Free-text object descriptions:
───

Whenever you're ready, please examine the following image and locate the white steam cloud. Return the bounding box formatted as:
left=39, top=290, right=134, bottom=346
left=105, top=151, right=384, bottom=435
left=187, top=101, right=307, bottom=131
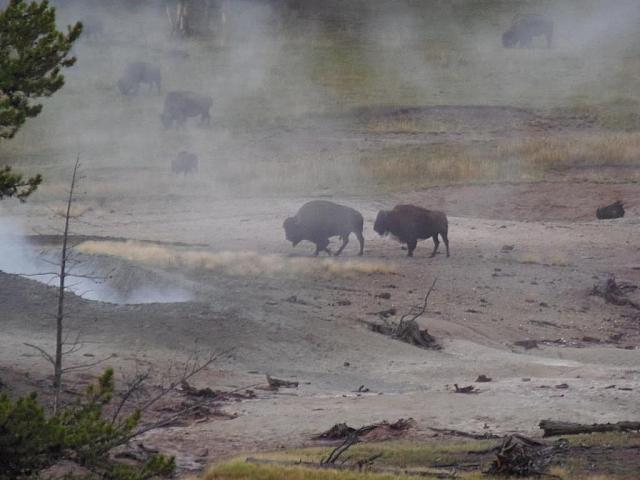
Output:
left=0, top=216, right=193, bottom=305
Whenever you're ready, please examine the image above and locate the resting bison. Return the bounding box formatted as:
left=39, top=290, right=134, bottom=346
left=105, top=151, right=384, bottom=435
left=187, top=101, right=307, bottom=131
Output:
left=171, top=151, right=198, bottom=175
left=283, top=200, right=365, bottom=257
left=160, top=91, right=212, bottom=128
left=502, top=14, right=553, bottom=48
left=374, top=204, right=449, bottom=258
left=117, top=62, right=161, bottom=95
left=596, top=201, right=625, bottom=220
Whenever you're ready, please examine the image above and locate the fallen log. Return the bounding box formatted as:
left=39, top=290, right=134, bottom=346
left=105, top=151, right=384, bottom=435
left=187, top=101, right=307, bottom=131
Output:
left=266, top=375, right=299, bottom=389
left=539, top=420, right=640, bottom=437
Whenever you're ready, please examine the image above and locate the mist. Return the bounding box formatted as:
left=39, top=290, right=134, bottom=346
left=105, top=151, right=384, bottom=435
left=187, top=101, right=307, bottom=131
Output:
left=2, top=0, right=638, bottom=299
left=0, top=216, right=193, bottom=304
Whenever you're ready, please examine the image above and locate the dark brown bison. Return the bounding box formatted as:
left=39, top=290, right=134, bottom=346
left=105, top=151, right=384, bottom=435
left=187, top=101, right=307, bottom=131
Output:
left=117, top=62, right=161, bottom=95
left=160, top=91, right=212, bottom=128
left=283, top=200, right=365, bottom=257
left=596, top=201, right=625, bottom=220
left=171, top=151, right=198, bottom=175
left=502, top=14, right=553, bottom=48
left=374, top=204, right=449, bottom=258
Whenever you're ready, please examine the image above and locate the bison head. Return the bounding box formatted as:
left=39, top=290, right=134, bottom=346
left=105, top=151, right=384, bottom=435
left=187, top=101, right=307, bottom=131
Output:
left=283, top=217, right=303, bottom=246
left=502, top=29, right=517, bottom=48
left=373, top=210, right=390, bottom=236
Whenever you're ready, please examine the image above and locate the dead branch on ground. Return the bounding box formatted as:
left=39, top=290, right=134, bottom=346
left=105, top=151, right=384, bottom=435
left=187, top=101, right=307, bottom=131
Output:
left=365, top=278, right=440, bottom=349
left=266, top=375, right=299, bottom=390
left=591, top=276, right=639, bottom=309
left=485, top=434, right=567, bottom=477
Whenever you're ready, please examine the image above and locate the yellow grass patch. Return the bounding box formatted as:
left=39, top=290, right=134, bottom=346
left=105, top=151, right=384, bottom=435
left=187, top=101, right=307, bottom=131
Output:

───

From the line that contains "locate the dead" through the final line of the entries above, every line must be reproduced exactly and nothing more.

**Solved exercise:**
Whenever you're ready, please examine the image above and locate the dead branch on ground. Return the bounding box formatted as:
left=39, top=290, right=134, bottom=346
left=105, top=151, right=384, bottom=435
left=187, top=101, right=307, bottom=131
Output:
left=365, top=278, right=440, bottom=349
left=266, top=375, right=299, bottom=390
left=591, top=276, right=639, bottom=309
left=485, top=434, right=567, bottom=477
Whenever you're ready, please examine the image above and locate the yellow grass patch. Return the bounding box formatted as:
left=39, top=290, right=134, bottom=346
left=105, top=151, right=384, bottom=435
left=187, top=101, right=307, bottom=131
Output:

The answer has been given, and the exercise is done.